*EXTRACT TO READ*:
My comments today will focus on just two aspects relating to the sponsorship program: the conditional permanent residence period of two years and its impact on women in domestic abuse situations, as well as the proposed requirement that sponsored female spouses be able to speak one of our official languages.
The government's objective of protecting women from barbaric crimes is commendable. But requiring women to speak one of the official languages does not address the source of the problem. Unfortunately, this new requirement will discriminate against women from certain countries and subject them to shameful consequences. It will also separate families, preventing women in their child-bearing years from starting a family and, in some cases, from having one at all.
Learning a language is not an easy, straightforward or fast process. I would submit that this new requirement violates the United Nations Convention on the Elimination of all Forms of Discrimination against Women. What's more, it's an attack on the family and women's rights.
The fact is that the new rule will have no effect whatsoever on many women who come from countries in northwest Africa where honour crimes and forced marriages exist. The reason is that they already speak French.
In addition, there is no research showing that the ability to speak English or French shields women from domestic abuse situations. Resources to help women are what is needed.
In my legal practice over the years, I have seen a great deal of women suffering from domestic abuse. Many of them were from the United States, Canada and even France, just to name a few. They were often well-educated women with careers. However, they were socially isolated, and seeking out support and helping themselves was a challenge.
Violence is a complex problem that won't be solved by learning one of the official languages.
Furthermore, there is absolutely no doubt that Latin, Asian and European women who don't speak English or French and who come from countries where forced marriages and honour crimes don't exist, will be separated from their families and discriminated against unnecessarily, under the proposed requirement.
It's also quite conceivable that some women could face enormous pressure from their husbands to learn English or French quickly so they can be sponsored. And that could cause conflict in families and make women even more vulnerable.

*DATASET CONTENT*:
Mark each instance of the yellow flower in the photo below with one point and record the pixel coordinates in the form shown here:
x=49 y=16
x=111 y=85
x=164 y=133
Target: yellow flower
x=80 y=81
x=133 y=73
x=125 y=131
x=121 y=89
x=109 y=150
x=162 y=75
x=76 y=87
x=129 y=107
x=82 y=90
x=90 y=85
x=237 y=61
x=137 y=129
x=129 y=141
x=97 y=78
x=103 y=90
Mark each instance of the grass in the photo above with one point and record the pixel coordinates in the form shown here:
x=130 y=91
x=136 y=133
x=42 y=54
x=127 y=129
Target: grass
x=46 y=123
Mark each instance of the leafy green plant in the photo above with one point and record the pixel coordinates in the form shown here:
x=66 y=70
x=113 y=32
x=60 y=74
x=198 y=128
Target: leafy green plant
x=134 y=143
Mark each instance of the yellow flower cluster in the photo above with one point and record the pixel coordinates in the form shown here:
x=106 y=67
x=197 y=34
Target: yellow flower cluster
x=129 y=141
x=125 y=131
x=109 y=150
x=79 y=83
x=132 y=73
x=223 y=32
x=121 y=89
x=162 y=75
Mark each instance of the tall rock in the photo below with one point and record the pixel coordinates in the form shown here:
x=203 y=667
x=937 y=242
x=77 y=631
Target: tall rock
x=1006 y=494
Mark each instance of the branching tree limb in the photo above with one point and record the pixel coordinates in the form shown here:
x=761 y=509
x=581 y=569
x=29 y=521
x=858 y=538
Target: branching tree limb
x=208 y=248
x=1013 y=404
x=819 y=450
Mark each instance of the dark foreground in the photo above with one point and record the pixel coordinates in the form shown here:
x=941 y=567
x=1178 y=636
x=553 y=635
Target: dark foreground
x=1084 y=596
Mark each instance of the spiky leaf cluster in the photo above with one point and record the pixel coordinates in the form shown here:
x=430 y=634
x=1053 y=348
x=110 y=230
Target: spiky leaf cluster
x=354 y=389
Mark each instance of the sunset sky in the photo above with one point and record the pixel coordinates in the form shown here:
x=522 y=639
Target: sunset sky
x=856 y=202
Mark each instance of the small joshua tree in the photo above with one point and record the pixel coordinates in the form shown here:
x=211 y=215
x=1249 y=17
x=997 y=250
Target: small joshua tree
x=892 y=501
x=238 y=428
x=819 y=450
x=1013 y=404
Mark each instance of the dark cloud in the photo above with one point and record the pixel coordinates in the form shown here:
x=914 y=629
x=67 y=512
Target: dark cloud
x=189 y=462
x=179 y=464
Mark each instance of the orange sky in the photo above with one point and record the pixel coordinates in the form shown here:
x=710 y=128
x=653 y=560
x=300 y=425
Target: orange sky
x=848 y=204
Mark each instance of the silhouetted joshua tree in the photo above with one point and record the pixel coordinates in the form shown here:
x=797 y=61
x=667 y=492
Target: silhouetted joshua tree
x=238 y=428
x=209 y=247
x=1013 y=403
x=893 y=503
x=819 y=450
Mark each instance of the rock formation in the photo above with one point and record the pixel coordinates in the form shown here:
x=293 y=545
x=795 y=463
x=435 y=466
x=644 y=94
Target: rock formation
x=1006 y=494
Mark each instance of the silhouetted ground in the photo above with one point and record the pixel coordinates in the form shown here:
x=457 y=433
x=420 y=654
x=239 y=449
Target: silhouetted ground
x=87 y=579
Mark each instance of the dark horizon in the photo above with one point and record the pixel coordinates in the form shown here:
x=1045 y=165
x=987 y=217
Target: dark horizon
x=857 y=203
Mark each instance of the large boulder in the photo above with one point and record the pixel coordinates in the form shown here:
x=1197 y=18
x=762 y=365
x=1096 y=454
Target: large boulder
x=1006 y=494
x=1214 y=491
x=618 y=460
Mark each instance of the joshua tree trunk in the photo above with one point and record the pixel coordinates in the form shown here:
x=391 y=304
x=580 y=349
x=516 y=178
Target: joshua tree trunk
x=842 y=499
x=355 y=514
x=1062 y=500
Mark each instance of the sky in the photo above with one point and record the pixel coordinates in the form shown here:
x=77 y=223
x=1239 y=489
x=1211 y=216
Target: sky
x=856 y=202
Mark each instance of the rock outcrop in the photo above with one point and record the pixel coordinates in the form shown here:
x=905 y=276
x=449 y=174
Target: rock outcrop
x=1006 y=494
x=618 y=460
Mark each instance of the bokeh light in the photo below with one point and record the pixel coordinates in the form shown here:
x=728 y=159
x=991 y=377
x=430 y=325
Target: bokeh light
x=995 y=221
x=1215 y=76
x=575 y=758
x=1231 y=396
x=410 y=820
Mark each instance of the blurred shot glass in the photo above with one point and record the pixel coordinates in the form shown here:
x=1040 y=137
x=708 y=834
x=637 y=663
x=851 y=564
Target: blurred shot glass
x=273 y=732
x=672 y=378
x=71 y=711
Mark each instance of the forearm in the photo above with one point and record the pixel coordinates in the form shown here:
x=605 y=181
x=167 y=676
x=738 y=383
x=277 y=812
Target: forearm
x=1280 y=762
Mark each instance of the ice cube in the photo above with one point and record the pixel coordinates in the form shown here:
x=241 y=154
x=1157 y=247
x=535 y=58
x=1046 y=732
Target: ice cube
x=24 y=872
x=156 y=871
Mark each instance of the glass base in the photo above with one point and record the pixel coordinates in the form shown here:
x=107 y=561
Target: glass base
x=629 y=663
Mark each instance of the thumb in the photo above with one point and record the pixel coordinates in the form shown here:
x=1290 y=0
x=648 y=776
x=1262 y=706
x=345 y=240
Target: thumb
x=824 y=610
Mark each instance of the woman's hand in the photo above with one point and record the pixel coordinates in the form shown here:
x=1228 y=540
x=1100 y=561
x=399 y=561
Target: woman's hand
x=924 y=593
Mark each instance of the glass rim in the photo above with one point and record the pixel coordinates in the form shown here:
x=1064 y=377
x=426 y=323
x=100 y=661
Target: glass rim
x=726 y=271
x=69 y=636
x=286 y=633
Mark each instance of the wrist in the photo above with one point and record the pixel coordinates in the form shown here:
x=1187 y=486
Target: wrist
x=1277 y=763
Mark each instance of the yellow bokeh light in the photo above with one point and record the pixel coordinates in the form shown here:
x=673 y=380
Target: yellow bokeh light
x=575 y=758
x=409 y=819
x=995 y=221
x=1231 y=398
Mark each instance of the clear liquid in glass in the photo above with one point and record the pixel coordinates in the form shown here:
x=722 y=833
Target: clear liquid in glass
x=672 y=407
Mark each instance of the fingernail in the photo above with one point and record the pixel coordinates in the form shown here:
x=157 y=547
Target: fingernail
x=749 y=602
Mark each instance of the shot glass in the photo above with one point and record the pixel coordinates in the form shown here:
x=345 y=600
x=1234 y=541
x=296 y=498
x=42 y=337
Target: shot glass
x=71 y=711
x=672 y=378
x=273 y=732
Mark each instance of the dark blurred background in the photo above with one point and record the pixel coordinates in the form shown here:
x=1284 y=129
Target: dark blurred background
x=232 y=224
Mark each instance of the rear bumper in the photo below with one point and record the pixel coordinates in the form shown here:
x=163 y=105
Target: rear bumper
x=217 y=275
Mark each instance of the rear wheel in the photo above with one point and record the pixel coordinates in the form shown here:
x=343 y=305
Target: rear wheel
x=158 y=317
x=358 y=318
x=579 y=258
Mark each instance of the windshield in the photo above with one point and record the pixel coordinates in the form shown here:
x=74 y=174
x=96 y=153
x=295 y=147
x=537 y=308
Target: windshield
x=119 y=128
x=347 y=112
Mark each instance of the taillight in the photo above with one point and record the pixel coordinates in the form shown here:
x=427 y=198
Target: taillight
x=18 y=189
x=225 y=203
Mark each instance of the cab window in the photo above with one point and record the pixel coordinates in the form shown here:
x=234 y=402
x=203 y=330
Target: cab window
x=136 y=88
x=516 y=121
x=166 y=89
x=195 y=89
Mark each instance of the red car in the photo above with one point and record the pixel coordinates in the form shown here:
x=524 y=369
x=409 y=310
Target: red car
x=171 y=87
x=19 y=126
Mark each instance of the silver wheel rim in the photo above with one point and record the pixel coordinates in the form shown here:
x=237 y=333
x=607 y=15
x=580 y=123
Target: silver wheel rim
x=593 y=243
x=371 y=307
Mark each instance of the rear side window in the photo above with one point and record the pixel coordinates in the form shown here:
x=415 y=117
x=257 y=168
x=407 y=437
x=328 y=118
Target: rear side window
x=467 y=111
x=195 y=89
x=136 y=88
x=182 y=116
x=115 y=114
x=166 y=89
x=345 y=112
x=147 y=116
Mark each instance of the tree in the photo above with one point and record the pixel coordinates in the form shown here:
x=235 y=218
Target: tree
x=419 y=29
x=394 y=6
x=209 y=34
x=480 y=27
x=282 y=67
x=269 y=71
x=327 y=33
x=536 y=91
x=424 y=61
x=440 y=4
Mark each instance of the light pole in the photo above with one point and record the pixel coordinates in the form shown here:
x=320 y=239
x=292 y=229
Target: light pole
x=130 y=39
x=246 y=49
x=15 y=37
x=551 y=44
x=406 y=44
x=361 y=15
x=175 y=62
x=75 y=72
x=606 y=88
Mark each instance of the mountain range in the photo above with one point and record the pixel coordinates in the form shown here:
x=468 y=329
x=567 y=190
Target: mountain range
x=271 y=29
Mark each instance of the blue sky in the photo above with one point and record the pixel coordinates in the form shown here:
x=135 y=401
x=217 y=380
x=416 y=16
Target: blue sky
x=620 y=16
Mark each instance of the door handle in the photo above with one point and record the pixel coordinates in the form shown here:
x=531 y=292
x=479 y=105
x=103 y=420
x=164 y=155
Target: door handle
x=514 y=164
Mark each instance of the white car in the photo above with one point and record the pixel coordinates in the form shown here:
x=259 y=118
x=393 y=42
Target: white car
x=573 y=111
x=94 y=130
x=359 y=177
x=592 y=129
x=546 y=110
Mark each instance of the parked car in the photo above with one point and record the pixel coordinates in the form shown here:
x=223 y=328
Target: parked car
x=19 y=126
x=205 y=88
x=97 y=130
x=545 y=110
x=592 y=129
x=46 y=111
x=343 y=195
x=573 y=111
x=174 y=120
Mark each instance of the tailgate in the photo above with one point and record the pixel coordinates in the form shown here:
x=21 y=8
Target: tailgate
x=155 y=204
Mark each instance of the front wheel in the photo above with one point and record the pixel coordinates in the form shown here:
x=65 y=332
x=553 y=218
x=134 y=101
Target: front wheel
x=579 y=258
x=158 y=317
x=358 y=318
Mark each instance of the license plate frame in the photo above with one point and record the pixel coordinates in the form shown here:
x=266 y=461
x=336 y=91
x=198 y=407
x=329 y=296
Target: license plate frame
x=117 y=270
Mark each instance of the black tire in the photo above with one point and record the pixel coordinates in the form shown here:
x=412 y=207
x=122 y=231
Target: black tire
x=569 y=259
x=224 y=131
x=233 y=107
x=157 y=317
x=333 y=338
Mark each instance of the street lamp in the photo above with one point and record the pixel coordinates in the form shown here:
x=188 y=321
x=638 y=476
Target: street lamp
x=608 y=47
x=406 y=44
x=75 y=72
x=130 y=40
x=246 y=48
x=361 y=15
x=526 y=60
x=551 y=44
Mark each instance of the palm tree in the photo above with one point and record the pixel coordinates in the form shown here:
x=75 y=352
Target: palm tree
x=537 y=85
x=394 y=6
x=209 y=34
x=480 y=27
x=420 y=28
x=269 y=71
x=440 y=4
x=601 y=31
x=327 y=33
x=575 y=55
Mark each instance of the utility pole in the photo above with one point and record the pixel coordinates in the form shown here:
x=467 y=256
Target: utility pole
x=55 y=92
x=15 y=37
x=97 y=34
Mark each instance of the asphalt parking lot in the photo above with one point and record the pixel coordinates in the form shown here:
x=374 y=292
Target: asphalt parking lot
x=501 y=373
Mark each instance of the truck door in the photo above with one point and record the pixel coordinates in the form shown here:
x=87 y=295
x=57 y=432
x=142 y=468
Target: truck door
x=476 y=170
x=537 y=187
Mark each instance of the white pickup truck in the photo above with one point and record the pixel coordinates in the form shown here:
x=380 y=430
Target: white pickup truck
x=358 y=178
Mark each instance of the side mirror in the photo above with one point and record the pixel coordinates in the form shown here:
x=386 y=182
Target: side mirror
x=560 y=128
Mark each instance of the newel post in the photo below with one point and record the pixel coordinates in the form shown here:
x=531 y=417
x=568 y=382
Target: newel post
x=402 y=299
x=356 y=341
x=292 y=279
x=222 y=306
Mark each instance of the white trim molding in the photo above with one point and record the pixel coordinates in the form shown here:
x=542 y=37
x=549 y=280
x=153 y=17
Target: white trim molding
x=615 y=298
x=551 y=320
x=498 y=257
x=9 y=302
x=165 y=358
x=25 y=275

*YOUR TASK*:
Return everything from "The fact is" down to "already speak French." in the remarks on spousal sponsorship, copied word for word. Base your work solely on the remarks on spousal sponsorship.

*WRITTEN SOLUTION*:
The fact is that the new rule will have no effect whatsoever on many women who come from countries in northwest Africa where honour crimes and forced marriages exist. The reason is that they already speak French.